#### [Recorded information]
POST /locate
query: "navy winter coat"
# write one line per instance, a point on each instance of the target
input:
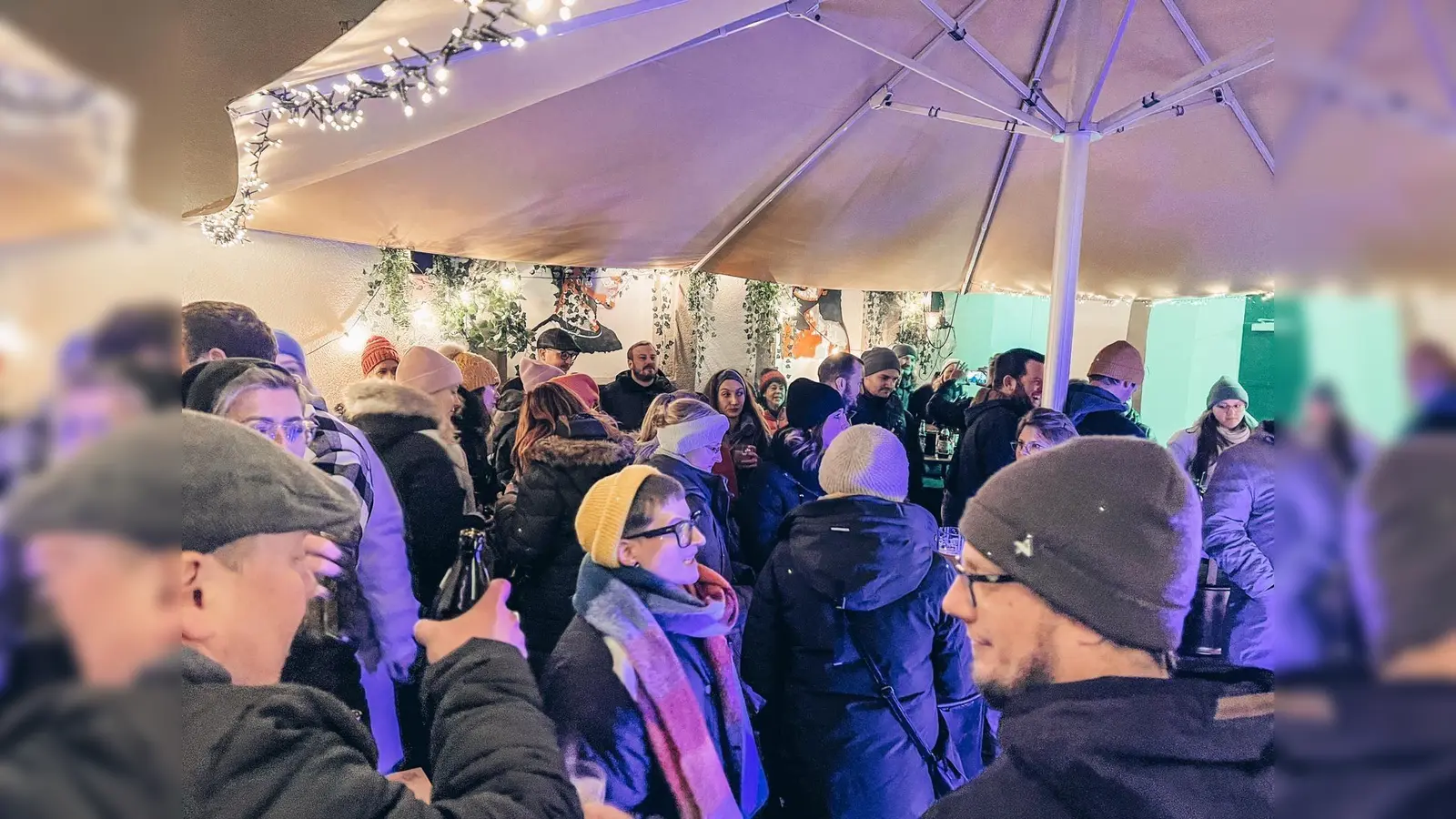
(834, 743)
(1096, 411)
(1366, 751)
(779, 486)
(1187, 748)
(986, 448)
(538, 523)
(1238, 533)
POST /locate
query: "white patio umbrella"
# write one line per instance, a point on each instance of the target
(63, 146)
(1056, 146)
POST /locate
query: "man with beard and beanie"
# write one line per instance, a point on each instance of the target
(1077, 571)
(1099, 405)
(555, 347)
(1385, 748)
(628, 397)
(987, 443)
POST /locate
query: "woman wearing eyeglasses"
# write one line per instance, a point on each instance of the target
(642, 682)
(1041, 429)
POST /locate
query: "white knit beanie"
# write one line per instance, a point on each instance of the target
(698, 433)
(866, 460)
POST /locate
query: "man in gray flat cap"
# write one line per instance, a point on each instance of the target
(1077, 571)
(226, 528)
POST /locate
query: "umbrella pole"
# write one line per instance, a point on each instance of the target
(1065, 261)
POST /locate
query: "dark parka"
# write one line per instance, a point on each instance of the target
(293, 753)
(626, 401)
(834, 748)
(1130, 746)
(781, 484)
(986, 448)
(1366, 751)
(1239, 535)
(1096, 411)
(402, 424)
(538, 525)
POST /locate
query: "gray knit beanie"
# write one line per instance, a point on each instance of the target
(1411, 513)
(1106, 530)
(866, 460)
(1227, 389)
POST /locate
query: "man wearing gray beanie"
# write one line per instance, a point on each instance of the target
(240, 519)
(1385, 746)
(1077, 571)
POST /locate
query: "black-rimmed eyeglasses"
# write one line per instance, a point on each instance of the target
(683, 531)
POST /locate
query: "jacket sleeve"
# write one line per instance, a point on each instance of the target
(433, 503)
(492, 749)
(529, 516)
(383, 573)
(951, 649)
(1227, 509)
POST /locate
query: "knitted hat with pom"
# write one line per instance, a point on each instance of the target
(604, 509)
(866, 460)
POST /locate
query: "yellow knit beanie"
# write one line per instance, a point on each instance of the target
(604, 511)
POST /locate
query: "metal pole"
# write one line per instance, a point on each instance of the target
(1065, 263)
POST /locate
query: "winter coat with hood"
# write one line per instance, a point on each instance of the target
(834, 745)
(288, 751)
(1096, 411)
(1184, 748)
(500, 442)
(1360, 749)
(626, 401)
(986, 448)
(404, 428)
(1239, 535)
(781, 484)
(538, 525)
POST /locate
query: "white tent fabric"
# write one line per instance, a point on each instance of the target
(63, 146)
(647, 131)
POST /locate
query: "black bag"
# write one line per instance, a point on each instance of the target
(945, 773)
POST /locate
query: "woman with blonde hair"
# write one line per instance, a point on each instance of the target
(561, 450)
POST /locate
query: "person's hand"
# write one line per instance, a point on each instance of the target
(324, 560)
(597, 811)
(488, 620)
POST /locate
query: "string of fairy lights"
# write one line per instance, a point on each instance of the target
(408, 76)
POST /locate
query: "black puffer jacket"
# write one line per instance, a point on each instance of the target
(501, 439)
(626, 401)
(986, 448)
(288, 753)
(1125, 746)
(402, 424)
(781, 484)
(836, 746)
(538, 525)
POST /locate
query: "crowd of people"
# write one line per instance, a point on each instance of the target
(706, 603)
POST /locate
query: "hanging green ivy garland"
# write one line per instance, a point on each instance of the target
(388, 286)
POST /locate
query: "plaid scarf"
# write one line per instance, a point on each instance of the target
(635, 610)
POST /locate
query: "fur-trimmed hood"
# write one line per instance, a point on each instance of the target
(379, 397)
(587, 443)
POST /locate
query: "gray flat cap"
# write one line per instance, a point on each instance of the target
(184, 480)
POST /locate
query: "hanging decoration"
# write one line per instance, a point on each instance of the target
(389, 286)
(878, 305)
(703, 288)
(480, 302)
(408, 76)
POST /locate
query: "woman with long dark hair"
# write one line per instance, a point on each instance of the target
(561, 450)
(1225, 423)
(747, 439)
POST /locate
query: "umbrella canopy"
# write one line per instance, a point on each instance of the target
(63, 146)
(849, 143)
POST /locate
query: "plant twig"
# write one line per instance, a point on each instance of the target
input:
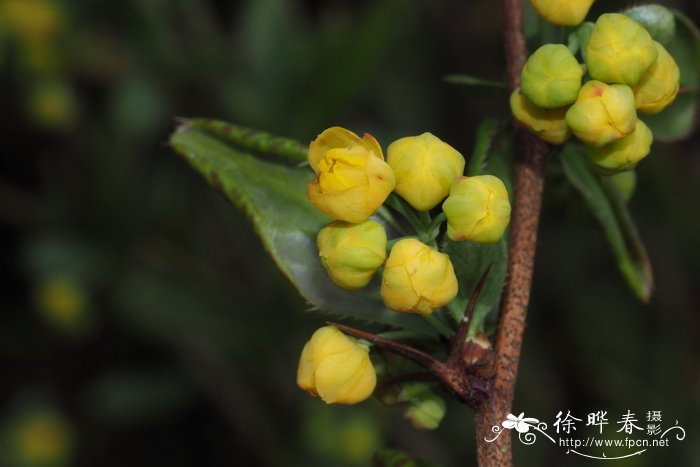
(531, 155)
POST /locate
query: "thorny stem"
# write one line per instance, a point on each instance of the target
(531, 156)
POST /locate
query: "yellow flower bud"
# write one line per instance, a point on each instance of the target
(35, 21)
(602, 113)
(336, 368)
(478, 209)
(352, 179)
(351, 253)
(658, 88)
(625, 153)
(425, 168)
(426, 411)
(417, 279)
(562, 12)
(620, 50)
(548, 124)
(551, 77)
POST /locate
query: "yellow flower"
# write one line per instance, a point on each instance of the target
(352, 179)
(602, 113)
(548, 124)
(35, 21)
(417, 278)
(425, 168)
(336, 368)
(478, 209)
(625, 153)
(620, 50)
(658, 88)
(562, 12)
(626, 182)
(551, 77)
(351, 253)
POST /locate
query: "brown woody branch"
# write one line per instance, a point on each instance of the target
(528, 184)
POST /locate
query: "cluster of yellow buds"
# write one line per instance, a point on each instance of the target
(626, 72)
(352, 181)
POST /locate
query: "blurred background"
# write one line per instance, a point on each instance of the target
(142, 323)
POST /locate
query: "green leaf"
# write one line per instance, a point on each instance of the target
(485, 137)
(607, 205)
(274, 198)
(469, 80)
(253, 140)
(677, 121)
(470, 260)
(394, 458)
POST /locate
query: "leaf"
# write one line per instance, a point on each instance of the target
(394, 458)
(253, 140)
(606, 204)
(470, 260)
(677, 121)
(274, 198)
(485, 136)
(469, 80)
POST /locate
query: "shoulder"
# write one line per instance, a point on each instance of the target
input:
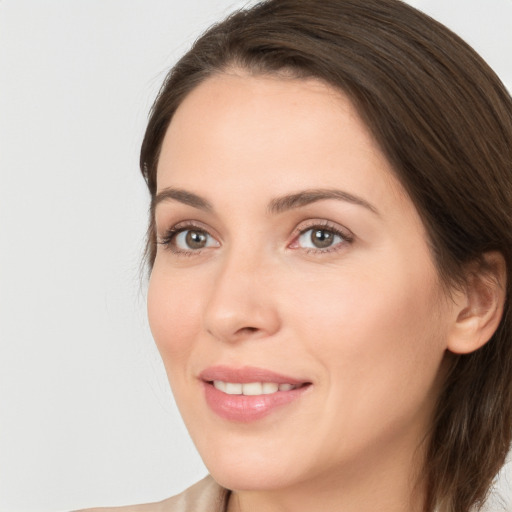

#### [What the task requires]
Rewrite the items starting at the beginning and ending at the line that contains "(1065, 261)", replacing "umbrella" with "parasol" and leaving everything else as it is. Omit the pictures from your answer.

#### [Exercise response]
POST /locate
query: "navy winter coat"
# write one line per instance, a point on each instance of the target
input:
(834, 743)
(1096, 411)
(1366, 751)
(779, 486)
(1187, 748)
(986, 448)
(538, 523)
(1238, 533)
POST /locate
query: "white patio parasol"
# write one line per instance, a point on each instance of the target
(63, 146)
(1056, 146)
POST /locate
query: "man with beard and beanie"
# write one line per instance, a point on each instance of the target
(1077, 571)
(1099, 405)
(555, 347)
(1385, 748)
(628, 397)
(987, 443)
POST /locate
query: "woman wearing eyeglasses"
# write one line per instance, a point on each instance of the target
(642, 682)
(1041, 429)
POST /locate
query: "white knit beanie"
# write one line per instance, a point on each instance of the target
(698, 433)
(866, 460)
POST /locate
query: "man in gray flat cap"
# write one line per instance, a point on each instance of the target
(1077, 571)
(226, 528)
POST /locate
query: "parasol pole"
# write one line per instance, a point on each instance of the target
(1065, 261)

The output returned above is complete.